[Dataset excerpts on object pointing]
--------

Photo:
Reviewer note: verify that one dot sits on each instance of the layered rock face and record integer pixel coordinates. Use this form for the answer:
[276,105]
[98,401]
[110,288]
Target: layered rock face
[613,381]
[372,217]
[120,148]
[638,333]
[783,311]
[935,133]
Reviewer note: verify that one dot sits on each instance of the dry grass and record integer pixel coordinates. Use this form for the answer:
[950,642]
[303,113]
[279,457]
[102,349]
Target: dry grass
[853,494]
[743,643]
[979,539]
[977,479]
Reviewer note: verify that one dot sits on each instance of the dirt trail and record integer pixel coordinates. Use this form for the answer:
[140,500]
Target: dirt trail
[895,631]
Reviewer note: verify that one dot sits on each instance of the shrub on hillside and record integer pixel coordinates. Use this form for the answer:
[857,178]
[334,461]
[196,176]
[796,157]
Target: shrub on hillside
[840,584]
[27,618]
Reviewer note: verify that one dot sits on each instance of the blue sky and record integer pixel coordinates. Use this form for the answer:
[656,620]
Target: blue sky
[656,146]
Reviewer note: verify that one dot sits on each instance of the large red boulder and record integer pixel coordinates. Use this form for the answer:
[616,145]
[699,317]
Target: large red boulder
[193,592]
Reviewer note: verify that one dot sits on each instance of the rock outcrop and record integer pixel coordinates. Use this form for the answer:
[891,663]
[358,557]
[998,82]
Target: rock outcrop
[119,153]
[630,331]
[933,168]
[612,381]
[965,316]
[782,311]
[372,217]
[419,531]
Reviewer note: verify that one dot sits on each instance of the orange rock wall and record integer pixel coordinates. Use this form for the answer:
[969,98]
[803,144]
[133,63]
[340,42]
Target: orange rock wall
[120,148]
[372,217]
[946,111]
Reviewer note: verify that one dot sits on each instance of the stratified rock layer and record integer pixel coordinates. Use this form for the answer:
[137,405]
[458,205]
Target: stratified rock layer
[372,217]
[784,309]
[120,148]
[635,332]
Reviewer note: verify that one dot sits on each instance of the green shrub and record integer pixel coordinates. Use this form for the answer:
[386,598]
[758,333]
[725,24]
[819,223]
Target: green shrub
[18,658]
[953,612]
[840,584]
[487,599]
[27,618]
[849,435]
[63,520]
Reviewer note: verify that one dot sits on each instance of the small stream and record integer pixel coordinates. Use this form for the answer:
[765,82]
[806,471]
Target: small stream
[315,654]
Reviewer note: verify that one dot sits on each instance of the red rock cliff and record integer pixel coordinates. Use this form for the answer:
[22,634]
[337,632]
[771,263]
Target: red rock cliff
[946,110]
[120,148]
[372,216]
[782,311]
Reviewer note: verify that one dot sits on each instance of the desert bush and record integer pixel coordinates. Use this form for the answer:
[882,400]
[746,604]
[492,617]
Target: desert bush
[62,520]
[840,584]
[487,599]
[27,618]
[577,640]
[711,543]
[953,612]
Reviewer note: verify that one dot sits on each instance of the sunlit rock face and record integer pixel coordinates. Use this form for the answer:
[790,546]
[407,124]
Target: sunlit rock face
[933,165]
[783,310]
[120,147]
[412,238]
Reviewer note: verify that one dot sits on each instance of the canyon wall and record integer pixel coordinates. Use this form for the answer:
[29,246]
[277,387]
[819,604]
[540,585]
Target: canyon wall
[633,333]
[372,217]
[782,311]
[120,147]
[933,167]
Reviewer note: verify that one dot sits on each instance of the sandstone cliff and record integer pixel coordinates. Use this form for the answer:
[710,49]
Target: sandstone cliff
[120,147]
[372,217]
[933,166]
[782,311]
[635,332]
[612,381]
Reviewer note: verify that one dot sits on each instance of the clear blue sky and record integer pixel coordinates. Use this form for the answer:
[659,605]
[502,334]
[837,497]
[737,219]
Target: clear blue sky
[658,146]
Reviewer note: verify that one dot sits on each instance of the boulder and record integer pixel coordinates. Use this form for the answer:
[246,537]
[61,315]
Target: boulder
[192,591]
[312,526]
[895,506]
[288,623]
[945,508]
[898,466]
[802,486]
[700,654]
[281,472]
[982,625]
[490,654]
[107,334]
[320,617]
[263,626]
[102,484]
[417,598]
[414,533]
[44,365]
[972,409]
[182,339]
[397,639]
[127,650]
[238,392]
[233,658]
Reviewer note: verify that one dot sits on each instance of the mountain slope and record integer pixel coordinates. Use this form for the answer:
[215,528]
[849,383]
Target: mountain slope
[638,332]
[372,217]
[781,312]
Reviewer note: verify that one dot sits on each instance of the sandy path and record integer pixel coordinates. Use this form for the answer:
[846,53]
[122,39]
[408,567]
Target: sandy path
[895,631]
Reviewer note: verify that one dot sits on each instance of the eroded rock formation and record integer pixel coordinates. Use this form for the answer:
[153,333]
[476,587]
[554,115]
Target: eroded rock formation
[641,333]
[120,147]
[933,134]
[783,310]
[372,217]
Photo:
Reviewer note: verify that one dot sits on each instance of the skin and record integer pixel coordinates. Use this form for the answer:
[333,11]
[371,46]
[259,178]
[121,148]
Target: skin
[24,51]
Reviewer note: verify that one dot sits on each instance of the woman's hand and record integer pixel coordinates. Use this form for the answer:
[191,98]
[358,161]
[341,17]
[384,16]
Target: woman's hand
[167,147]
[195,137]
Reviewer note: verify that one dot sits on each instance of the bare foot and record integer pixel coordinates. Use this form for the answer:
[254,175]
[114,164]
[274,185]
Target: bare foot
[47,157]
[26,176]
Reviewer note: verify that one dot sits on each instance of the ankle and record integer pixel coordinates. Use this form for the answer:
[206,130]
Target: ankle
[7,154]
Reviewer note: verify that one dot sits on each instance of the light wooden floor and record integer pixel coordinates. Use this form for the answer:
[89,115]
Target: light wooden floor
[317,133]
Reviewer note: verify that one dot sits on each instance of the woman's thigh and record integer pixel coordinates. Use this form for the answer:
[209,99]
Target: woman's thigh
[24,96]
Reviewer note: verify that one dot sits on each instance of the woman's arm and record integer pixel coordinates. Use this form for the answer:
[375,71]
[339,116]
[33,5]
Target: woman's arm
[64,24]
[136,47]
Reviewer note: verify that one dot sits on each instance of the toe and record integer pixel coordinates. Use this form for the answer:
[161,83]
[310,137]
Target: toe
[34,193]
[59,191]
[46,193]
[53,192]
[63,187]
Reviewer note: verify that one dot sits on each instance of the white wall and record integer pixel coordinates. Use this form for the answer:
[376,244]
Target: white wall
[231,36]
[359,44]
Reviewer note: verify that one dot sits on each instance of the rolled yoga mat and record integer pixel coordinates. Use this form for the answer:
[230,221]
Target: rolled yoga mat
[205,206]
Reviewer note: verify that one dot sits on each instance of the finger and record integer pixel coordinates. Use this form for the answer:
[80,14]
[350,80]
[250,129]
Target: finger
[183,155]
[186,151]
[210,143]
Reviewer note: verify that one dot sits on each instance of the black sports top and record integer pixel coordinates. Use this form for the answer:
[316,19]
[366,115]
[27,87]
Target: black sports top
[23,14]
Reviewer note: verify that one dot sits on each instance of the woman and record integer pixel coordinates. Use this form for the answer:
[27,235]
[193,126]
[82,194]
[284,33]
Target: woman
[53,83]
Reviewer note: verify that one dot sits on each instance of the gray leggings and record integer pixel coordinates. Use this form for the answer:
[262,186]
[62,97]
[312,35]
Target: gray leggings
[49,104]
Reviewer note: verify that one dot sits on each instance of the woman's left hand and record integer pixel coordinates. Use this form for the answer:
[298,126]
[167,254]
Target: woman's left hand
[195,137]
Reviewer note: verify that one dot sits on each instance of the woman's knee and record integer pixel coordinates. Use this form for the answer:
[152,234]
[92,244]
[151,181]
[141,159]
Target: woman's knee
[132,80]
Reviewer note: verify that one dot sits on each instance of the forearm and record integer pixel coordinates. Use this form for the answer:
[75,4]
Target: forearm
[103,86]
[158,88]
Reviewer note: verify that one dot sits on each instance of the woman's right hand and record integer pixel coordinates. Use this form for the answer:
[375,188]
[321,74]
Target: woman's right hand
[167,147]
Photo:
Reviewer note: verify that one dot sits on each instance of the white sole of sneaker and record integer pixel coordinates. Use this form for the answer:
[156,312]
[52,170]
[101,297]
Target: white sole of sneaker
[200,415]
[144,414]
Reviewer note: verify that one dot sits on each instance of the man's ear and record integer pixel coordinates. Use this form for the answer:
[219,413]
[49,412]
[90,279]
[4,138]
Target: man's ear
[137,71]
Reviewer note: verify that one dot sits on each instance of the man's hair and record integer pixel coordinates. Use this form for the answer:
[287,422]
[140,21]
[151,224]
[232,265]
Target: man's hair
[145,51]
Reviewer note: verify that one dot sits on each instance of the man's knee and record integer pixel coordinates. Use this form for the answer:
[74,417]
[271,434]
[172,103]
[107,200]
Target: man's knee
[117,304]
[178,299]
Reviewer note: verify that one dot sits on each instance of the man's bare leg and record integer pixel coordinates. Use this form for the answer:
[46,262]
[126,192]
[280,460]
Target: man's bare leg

--------

Your task is to reproduce, exactly and exclusively, the lines from the one holding "the woman's knee" through the final line of the listing.

● **SOLUTION TO THIS TASK**:
Reviewer note: verify that one dot sits on each instance of the woman's knee and record integer pixel coordinates. Use this form for the answer:
[152,234]
[92,244]
[151,181]
[141,159]
Target: woman's knee
[132,80]
Reviewer note: verify that one dot sits on each instance of the forearm and record integer pixel coordinates. Use this form for the answer:
[75,4]
Target: forearm
[103,86]
[158,88]
Reviewer note: verify that one dot sits on each instance of the woman's right hand and record integer pixel coordinates. Use this form for the answer:
[375,188]
[321,74]
Target: woman's right hand
[167,147]
Photo:
Reviewer note: verify that one dot sits on each instance of the white sole of sneaker and record integer pixel coordinates. Use this form for the answer:
[156,312]
[52,170]
[101,297]
Target: white sole of sneaker
[200,415]
[144,414]
Reviewer note: verify that one dot sits on each instance of the man's ear and record integer pixel coordinates. Use this form for the answer:
[219,413]
[49,412]
[90,279]
[4,138]
Target: man's ear
[137,71]
Reviewer note: verify that one dot sits on each instance of the man's hair and record integer pixel coordinates. Use this form for the answer:
[287,422]
[140,21]
[151,224]
[232,265]
Target: man's hair
[145,51]
Reviewer note: verify that one dot sits on each instance of the man's knee and record integer pixel coordinates. Use this form for the answer:
[74,417]
[271,434]
[172,103]
[107,200]
Target: man's knee
[117,304]
[178,299]
Reviewer note: verify that one dot sits on each instance of the man's bare leg and record integer pixel coordinates. Use this form for the answer:
[46,262]
[126,192]
[280,460]
Target: man's bare leg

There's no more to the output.